| Written instruction |
Copy every line, leaving nothing out and adding nothing.

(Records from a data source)
□ □ □ □
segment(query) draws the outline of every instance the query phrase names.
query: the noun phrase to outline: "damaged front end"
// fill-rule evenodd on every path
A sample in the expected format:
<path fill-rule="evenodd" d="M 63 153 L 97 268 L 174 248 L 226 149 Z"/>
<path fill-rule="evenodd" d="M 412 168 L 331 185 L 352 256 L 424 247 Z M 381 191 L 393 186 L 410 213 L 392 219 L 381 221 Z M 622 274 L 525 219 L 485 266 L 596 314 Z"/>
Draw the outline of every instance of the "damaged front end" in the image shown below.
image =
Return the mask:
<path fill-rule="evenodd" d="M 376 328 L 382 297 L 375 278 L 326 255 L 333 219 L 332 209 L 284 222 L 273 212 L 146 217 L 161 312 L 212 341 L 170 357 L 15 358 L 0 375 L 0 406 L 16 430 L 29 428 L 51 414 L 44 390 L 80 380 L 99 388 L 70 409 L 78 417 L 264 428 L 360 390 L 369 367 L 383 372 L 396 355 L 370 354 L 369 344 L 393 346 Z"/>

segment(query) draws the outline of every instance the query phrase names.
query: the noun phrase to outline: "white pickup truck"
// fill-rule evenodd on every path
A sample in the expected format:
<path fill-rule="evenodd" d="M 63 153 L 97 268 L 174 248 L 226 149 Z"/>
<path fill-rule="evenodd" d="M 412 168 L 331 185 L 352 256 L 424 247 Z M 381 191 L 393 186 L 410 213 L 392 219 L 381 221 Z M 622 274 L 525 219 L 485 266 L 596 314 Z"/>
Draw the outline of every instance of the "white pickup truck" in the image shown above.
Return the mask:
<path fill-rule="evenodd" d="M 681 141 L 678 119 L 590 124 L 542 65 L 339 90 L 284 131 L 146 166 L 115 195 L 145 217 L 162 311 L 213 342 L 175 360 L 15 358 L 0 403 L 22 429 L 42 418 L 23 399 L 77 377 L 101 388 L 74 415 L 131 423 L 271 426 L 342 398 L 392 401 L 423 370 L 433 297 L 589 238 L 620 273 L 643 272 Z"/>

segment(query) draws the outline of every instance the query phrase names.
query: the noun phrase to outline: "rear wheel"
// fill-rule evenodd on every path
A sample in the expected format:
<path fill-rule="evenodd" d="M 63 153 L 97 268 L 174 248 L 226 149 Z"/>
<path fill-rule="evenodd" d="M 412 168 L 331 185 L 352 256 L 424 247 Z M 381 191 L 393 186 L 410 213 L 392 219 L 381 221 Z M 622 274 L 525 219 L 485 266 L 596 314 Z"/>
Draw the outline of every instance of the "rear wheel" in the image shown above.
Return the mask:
□ □ □ □
| Exercise solution |
segment(query) draws the outline of every instance the query phrase names.
query: the noun phrase to outline: "damaged front end"
// fill-rule evenodd on every path
A sample in the expected format:
<path fill-rule="evenodd" d="M 63 153 L 97 268 L 174 248 L 226 149 Z"/>
<path fill-rule="evenodd" d="M 412 168 L 331 185 L 352 256 L 424 247 Z M 381 191 L 393 186 L 410 213 L 392 219 L 381 221 Z M 622 274 L 525 219 L 485 266 L 596 314 Z"/>
Draw the outline of every instance of the "damaged front end" in the image shown below.
image =
Return the mask:
<path fill-rule="evenodd" d="M 376 328 L 382 297 L 375 278 L 326 255 L 333 219 L 332 209 L 284 222 L 273 212 L 146 217 L 161 312 L 212 341 L 170 357 L 15 358 L 0 375 L 0 406 L 16 430 L 29 428 L 51 414 L 44 390 L 80 380 L 99 388 L 70 409 L 78 417 L 264 428 L 360 390 L 369 367 L 383 372 L 396 355 L 370 354 L 369 344 L 393 346 Z"/>

segment(query) draws the outline of every instance the query phrase names.
query: the noun phrase to outline: "white pickup truck"
// fill-rule evenodd on every path
A sample in the expected format:
<path fill-rule="evenodd" d="M 63 153 L 97 268 L 174 248 L 226 149 Z"/>
<path fill-rule="evenodd" d="M 412 168 L 331 185 L 352 256 L 424 247 Z M 381 191 L 393 186 L 410 213 L 392 219 L 381 221 Z M 622 274 L 525 219 L 485 266 L 596 314 Z"/>
Draw the outline of every instance of the "white pickup truck" in the image shown above.
Return the mask:
<path fill-rule="evenodd" d="M 681 141 L 678 119 L 590 124 L 542 65 L 339 90 L 284 131 L 146 166 L 115 195 L 145 217 L 162 311 L 213 342 L 175 360 L 15 358 L 0 403 L 22 429 L 42 418 L 23 399 L 77 377 L 101 388 L 74 415 L 131 423 L 271 426 L 342 398 L 392 401 L 423 370 L 433 297 L 589 238 L 620 273 L 643 272 Z"/>

segment(query) draws the outline of every instance the query phrase names.
query: the noun phrase to outline: "rear wheel"
// fill-rule evenodd on every path
A sample in the expected format:
<path fill-rule="evenodd" d="M 63 153 L 97 268 L 174 248 L 226 149 Z"/>
<path fill-rule="evenodd" d="M 412 168 L 331 185 L 352 256 L 424 247 Z M 381 191 L 393 186 L 410 213 L 392 219 L 381 221 Z M 622 274 L 525 219 L 485 266 L 596 314 Z"/>
Draw the outline of every instance of the "rear wheel" in the image shown above.
Return the mask:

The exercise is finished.